§ Estratto:
--------
I migliori cocktail bar italiani? Sono moltissimi quelli che compaiono nella lista dei World’s 50 Best Bars 2023 che ogni anno incorona il gotha del bartending mondiale. Incluso il primo in assoluto, in fondo: si tratta del Sips di Barcellona aperto nel 2021 dallo spagnolo Marc Álvarez e dal comasco Simone Caporale, bartender pluripremiato, con un passato da icone della mixologist come l’Artesian di Londra che, nel suo locale della città catalana, ha portato tutta la sua eleganza e la sua creatività. E non è l’unico bartender italiano ad aver contribuito al successo di grandi bar all’estero. Altro esempio? Il leggendario Connaught Bar di Londra, al numero 5 della classifica di quest’anno (dopo il Double Chicken Please di New York, Handshake Speakeasy di Mexico City e Paradiso) è nelle mani di Agostino Perrone, Giorgio Bargiani e Maura Milia.
--------
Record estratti
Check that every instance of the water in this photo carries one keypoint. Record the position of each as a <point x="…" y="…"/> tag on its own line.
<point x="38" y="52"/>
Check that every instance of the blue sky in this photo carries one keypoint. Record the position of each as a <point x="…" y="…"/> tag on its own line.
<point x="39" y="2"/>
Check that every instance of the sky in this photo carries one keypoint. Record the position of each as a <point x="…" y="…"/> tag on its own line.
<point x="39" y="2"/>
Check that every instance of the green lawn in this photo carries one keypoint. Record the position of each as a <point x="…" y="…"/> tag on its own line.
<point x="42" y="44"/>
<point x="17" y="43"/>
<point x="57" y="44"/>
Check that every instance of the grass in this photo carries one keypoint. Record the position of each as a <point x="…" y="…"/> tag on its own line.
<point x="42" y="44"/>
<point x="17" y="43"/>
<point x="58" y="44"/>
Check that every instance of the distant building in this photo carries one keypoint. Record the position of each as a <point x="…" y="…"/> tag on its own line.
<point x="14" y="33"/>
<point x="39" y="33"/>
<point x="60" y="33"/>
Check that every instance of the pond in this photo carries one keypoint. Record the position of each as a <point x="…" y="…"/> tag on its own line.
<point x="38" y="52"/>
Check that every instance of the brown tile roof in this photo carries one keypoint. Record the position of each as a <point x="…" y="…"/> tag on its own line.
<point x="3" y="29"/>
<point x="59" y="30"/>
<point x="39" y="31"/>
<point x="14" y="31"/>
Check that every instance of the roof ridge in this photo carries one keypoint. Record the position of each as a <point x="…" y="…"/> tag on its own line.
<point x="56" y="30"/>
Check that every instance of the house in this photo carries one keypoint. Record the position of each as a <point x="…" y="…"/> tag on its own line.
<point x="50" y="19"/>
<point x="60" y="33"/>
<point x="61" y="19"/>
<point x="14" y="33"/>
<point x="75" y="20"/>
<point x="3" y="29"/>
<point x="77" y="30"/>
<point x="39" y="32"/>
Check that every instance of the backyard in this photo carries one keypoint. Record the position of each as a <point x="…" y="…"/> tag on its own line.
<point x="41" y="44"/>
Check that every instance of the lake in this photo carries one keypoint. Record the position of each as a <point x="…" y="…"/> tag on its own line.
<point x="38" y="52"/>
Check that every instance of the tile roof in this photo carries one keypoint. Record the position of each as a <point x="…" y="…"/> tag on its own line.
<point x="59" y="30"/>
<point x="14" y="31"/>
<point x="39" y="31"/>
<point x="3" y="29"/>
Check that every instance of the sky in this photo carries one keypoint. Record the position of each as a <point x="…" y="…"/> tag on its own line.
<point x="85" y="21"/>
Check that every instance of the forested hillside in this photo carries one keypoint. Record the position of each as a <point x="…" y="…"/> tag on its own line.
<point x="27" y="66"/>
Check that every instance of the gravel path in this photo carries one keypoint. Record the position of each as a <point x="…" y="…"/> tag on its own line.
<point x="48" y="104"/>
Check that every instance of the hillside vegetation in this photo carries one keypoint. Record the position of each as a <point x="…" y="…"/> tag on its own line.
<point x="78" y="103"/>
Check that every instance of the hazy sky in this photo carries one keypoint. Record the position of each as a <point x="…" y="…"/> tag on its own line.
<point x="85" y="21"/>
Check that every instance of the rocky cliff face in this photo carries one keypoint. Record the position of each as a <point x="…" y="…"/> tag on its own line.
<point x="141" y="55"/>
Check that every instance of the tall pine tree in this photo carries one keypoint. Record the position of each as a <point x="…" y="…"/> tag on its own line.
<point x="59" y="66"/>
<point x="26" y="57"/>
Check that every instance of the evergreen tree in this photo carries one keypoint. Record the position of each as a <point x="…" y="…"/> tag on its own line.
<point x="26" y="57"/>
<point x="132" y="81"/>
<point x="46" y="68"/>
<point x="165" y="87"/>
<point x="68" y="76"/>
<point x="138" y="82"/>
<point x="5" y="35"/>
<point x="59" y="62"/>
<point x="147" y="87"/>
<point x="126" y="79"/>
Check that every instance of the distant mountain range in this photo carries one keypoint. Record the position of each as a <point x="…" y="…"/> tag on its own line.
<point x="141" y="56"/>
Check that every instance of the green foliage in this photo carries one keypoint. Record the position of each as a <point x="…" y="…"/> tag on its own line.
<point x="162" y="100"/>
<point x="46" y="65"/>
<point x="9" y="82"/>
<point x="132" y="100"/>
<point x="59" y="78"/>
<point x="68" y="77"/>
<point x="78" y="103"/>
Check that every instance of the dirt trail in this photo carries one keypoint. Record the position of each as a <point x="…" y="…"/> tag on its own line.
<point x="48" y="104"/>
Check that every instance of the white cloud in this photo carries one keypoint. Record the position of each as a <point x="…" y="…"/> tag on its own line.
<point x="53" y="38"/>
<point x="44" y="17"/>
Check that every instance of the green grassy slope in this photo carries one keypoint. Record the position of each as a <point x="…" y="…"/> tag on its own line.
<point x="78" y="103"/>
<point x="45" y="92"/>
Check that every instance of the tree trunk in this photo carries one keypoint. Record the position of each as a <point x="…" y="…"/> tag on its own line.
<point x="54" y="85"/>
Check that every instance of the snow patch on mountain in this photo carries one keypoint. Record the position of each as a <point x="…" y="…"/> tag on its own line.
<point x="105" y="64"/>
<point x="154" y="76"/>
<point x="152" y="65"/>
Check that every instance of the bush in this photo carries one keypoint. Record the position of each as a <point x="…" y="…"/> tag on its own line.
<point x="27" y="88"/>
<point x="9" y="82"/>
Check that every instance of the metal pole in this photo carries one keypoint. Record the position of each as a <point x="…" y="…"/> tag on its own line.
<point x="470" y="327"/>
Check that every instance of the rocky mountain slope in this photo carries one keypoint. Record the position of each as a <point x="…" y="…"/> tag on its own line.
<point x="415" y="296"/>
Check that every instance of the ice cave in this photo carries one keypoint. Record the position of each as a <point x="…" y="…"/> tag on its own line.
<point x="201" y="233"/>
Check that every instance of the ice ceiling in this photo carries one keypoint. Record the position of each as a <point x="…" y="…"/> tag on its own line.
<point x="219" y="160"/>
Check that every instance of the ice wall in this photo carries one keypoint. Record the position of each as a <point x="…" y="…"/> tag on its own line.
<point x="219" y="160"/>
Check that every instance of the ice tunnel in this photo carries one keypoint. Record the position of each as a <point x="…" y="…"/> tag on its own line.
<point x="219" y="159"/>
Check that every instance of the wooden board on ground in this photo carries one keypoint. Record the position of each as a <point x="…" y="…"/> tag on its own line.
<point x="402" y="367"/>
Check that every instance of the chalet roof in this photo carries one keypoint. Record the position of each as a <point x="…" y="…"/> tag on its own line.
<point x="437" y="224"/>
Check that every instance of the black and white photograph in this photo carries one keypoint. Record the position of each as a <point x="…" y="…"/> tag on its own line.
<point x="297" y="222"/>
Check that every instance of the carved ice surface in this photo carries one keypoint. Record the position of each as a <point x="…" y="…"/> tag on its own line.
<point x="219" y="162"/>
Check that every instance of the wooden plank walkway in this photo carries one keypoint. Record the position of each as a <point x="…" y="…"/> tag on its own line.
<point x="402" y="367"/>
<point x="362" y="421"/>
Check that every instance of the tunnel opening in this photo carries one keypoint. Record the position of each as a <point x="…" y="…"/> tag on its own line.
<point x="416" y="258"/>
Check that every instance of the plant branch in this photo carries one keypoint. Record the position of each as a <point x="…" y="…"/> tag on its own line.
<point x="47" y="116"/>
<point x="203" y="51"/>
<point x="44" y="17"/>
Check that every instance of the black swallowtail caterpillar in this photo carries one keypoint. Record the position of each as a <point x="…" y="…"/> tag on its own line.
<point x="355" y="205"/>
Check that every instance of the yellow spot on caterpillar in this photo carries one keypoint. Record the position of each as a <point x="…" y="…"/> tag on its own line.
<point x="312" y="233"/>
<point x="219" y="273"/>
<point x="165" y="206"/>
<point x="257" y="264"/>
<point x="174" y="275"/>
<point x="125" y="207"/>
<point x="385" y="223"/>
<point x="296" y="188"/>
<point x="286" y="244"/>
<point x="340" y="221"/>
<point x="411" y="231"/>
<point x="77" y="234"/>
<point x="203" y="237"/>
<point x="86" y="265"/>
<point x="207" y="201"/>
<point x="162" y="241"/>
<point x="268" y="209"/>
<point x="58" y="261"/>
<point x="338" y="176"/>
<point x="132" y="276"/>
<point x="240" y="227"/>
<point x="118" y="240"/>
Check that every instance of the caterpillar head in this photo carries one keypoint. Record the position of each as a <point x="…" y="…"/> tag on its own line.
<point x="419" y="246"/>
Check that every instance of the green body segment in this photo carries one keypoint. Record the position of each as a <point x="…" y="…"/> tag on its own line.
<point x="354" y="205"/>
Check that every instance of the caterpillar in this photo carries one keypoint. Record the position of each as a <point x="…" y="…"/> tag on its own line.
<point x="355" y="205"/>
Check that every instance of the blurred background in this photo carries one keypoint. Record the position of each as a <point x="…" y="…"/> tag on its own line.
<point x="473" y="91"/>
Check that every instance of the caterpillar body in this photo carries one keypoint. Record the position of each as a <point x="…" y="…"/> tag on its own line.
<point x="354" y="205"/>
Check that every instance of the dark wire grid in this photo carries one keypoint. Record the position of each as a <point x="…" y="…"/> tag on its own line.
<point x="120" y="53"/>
--------
§ Esercizi da svolgere:
1) Modifica il brano sui cocktail bar da "I migliori cocktail" a "e Maura Milia.", sostituendo "bartender" con "barman".
2) Quali righe dei record contengono la parola "wooden"? Trascrivile tutte, distinguendo tra maiuscole e minuscole.
Il testo e i record provengono da fonti diverse.

§ Soluzioni proposte:
1)
I migliori cocktail bar italiani? Sono moltissimi quelli che compaiono nella lista dei World’s 50 Best Bars 2023 che ogni anno incorona il gotha del bartending mondiale. Incluso il primo in assoluto, in fondo: si tratta del Sips di Barcellona aperto nel 2021 dallo spagnolo Marc Álvarez e dal comasco Simone Caporale, barman pluripremiato, con un passato da icone della mixologist come l’Artesian di Londra che, nel suo locale della città catalana, ha portato tutta la sua eleganza e la sua creatività. E non è l’unico barman italiano ad aver contribuito al successo di grandi bar all’estero. Altro esempio? Il leggendario Connaught Bar di Londra, al numero 5 della classifica di quest’anno (dopo il Double Chicken Please di New York, Handshake Speakeasy di Mexico City e Paradiso) è nelle mani di Agostino Perrone, Giorgio Bargiani e Maura Milia.

2)
Check that every instance of the wooden board on ground in this photo carries one keypoint. Record the position of each as a <point x="…" y="…"/> tag on its own line.
Check that every instance of the wooden plank walkway in this photo carries one keypoint. Record the position of each as a <point x="…" y="…"/> tag on its own line.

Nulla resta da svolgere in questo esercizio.